══ EXTRAIT

Toujours accompagné par Adalberto, mon guide, je pénètre maintenant dans le salon bleu (ci-dessous) nommé ainsi car son mobilier, ses tentures et son sol étaient jadis principalement de couleur bleue. On peut toujours aujourd'hui y admirer un lustre monumental (deuxième photo ci-dessous) avec, en son centre le soleil (représentant le pays) et une gerbe de blé qui symbolise la richesse de la nation. En son sommet, se dresse une statue qui symbolise la république argentine. Ce salon bleu se trouve au centre du palais du congrès. Devant l'entrée du salon bleu se trouve la salle des pas perdu, aussi appelé Juan Domingo Peron, lieu d'échanges entre députés et assesseurs lors des sessions parlementaires. C'est aussi à cet endroit que se rassemblent caméras et journalistes. Avant de nous rendre au Sénat, nous traverserons le salon Eva Peron, qui sert de lieu de réunion pour les sénateurs et les sénatrices. La couleur dominante de cet endroit est le rose, suite à la demande d'Evita. Dois-je rappeler que jusqu'en 1947, les femmes argentine ne pouvaient non seulement voter mais encore moins prétendre être élues comme député, sénatrice ou présidente. Et il faudra attendre 1949 pour voir apparaître les premières femmes députés et sénateurs, d'où l'idée d'Evita de créer alors ce salon rose comme lieu de rencontre pour les sénateurs, hommes et femmes. Si vous souhaitez approfondir vos connaissances sur Eva Peron, un de mes précédents articles consacré au musée Evita Peron retrace l'action de cette dame en faveur du vote des femmes de ce pays.

════

Répondez brièvement à partir de l'extrait sur le palais du congrès :
(a) Pourquoi le salon bleu porte-t-il ce nom ?
(b) Quel autre nom donne-t-on à la salle des pas perdus ?
(c) Quelle est la couleur dominante du salon Eva Peron ?
Les enregistrements ne sont pas utiles ici.

══ ENREGISTREMENTS CONSERVÉS

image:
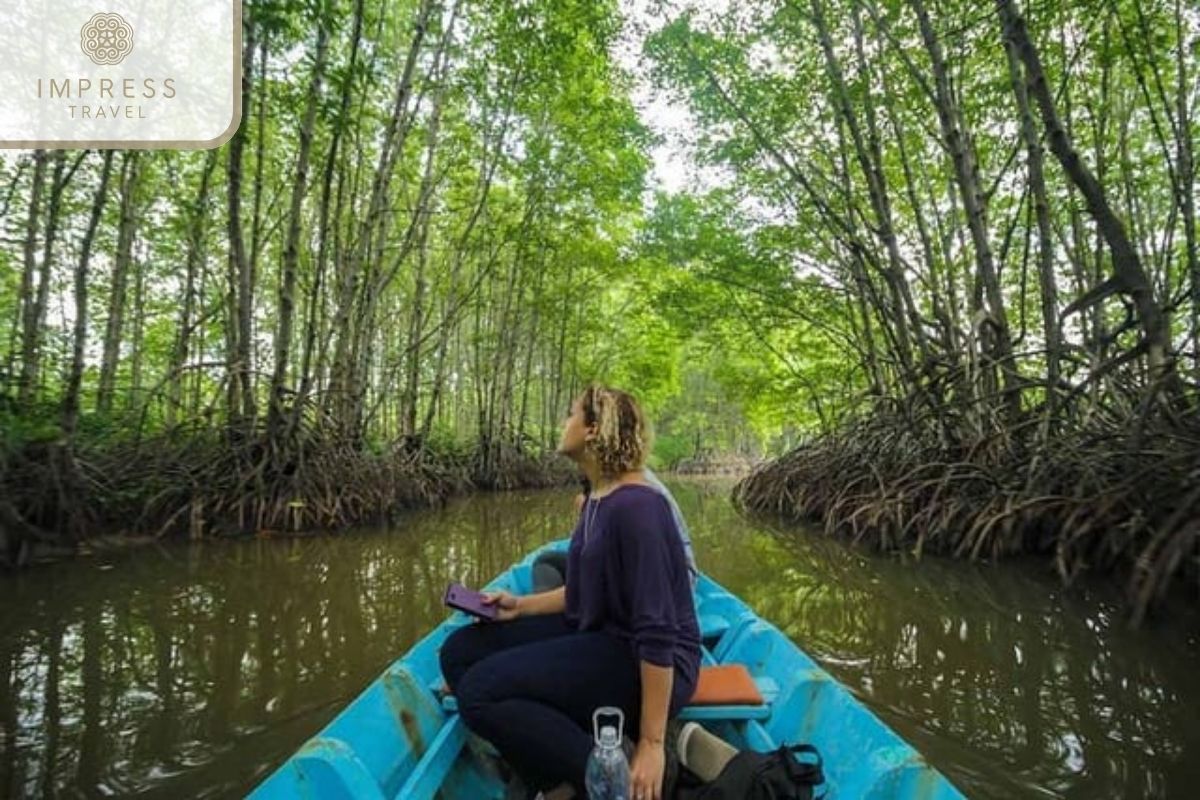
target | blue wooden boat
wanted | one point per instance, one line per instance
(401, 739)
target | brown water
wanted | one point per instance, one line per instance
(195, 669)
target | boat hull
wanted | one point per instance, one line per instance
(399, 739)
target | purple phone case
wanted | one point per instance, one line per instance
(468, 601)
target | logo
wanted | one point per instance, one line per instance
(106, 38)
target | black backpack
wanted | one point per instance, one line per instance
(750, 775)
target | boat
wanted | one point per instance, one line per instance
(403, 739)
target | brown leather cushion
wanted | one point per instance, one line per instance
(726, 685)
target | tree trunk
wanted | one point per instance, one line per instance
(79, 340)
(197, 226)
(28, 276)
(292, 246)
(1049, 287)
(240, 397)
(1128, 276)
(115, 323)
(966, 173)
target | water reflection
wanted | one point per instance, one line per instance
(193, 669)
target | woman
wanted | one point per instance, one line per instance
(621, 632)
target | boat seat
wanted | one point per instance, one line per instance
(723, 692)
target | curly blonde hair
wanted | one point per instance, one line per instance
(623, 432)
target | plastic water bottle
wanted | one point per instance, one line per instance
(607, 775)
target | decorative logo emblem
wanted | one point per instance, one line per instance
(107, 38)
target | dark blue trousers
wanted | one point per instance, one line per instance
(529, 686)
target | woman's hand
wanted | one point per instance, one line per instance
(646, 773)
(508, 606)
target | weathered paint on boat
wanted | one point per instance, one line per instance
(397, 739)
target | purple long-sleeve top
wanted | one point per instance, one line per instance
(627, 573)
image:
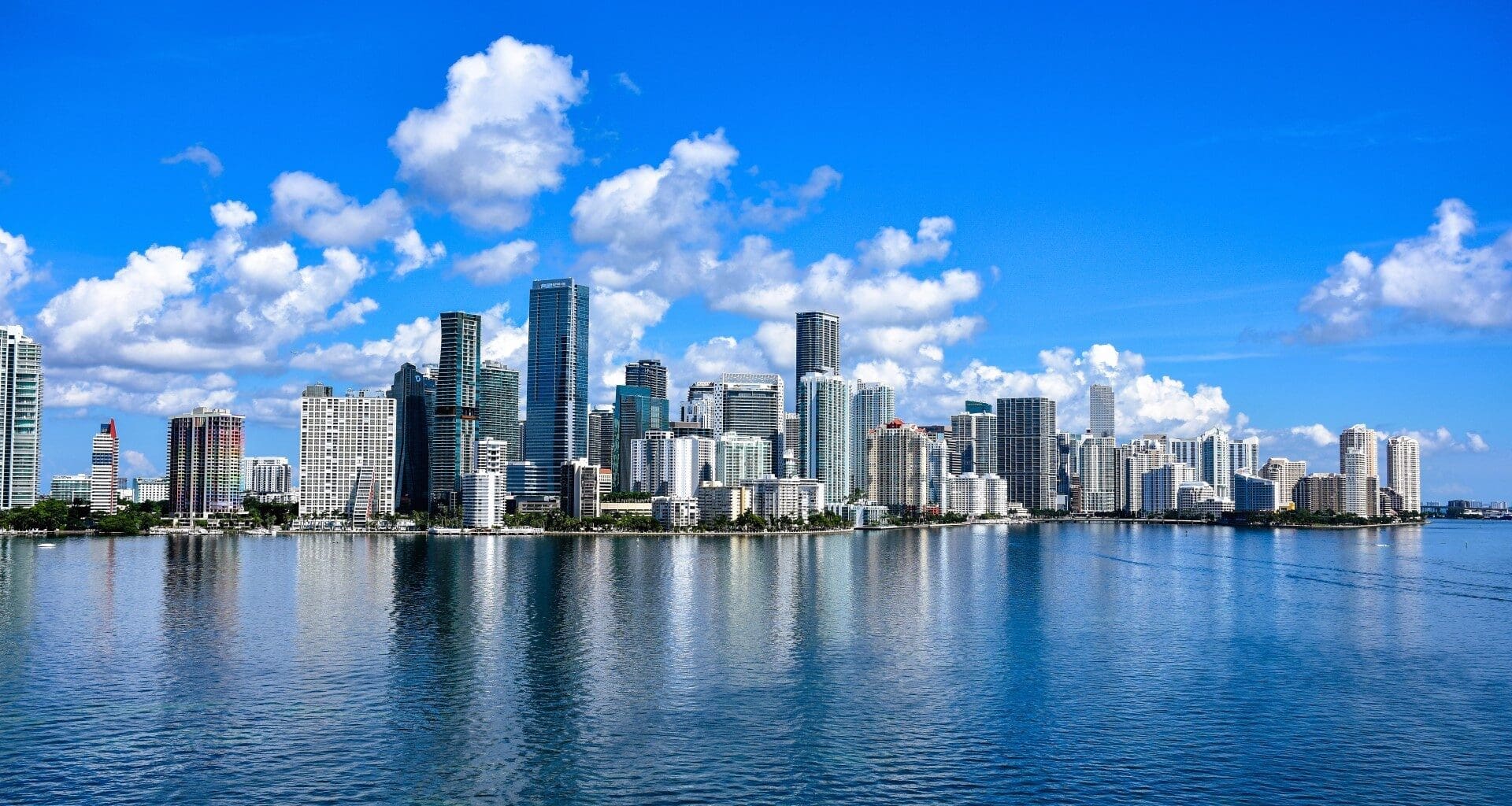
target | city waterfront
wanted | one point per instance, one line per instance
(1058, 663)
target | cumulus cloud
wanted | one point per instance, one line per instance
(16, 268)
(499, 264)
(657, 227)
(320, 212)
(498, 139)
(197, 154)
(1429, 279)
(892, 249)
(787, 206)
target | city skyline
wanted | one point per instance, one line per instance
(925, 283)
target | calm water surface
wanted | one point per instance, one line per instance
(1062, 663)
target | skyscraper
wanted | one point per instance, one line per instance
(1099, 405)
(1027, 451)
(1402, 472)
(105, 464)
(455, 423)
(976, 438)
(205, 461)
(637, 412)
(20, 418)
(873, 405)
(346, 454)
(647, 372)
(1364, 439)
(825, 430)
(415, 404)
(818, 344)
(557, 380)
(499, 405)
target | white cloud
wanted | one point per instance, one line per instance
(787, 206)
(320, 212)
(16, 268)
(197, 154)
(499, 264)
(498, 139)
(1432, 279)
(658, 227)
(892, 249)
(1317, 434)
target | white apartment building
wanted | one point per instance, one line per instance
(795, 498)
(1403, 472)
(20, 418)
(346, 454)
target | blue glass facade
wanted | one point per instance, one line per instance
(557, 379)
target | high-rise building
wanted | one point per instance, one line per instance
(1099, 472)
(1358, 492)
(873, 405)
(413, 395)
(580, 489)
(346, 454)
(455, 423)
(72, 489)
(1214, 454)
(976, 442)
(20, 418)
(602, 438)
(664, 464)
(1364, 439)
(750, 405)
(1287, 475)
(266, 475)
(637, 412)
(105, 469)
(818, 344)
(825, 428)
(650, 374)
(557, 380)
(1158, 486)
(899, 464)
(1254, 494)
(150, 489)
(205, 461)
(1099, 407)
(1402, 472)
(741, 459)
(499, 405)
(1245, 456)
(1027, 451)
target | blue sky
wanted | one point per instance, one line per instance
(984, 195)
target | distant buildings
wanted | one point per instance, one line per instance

════

- _RÉSULTAT_
(a) Son mobilier, ses tentures et son sol étaient jadis principalement de couleur bleue.
(b) Juan Domingo Peron.
(c) Le rose, à la demande d'Evita.